* [Assignment]: Please write out exactly the lines that begin at the line containing "of the crowd" and run to the end of the records.

* [Input material]:
'''
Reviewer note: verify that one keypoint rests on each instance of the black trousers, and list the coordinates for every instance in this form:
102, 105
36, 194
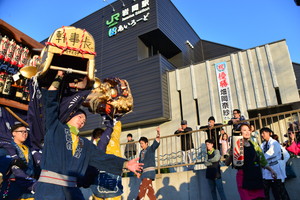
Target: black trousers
278, 189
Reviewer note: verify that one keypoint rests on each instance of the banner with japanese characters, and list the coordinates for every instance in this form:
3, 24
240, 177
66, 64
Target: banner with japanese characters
128, 17
224, 90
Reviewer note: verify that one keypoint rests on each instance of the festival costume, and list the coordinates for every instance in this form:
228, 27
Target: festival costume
213, 174
186, 144
58, 160
272, 152
213, 134
106, 185
130, 150
249, 176
147, 156
294, 148
18, 183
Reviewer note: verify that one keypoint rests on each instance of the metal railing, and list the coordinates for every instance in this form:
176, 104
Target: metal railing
170, 154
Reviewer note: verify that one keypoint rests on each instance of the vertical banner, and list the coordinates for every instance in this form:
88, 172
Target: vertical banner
224, 91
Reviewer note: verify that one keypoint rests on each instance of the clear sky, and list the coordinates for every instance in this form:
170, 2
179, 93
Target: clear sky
237, 23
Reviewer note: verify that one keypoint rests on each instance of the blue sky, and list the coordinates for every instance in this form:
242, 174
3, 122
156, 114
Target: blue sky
237, 23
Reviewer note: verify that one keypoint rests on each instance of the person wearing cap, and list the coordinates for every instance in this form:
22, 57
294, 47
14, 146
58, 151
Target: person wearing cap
272, 153
186, 142
66, 156
19, 179
213, 171
235, 120
147, 156
130, 149
212, 132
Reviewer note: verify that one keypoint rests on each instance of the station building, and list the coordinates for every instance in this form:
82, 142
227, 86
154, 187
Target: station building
174, 74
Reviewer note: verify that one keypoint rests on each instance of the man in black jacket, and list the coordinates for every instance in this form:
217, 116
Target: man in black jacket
186, 142
213, 172
212, 131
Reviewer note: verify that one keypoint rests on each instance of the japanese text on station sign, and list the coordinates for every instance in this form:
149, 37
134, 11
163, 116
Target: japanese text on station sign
224, 90
128, 17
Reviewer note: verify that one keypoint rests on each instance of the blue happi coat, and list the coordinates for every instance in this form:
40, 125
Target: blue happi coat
57, 155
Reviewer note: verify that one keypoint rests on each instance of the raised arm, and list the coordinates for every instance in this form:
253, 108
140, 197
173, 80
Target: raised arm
52, 104
157, 134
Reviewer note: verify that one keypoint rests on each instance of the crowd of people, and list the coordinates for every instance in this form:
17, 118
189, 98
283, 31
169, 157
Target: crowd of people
'''
* [Solved exercise]:
Reviewer note: verify that one keypoint rests on each instance of the crowd of people, and list the coordinates for every instance in this form:
17, 118
189, 98
283, 31
169, 157
Target: crowd of people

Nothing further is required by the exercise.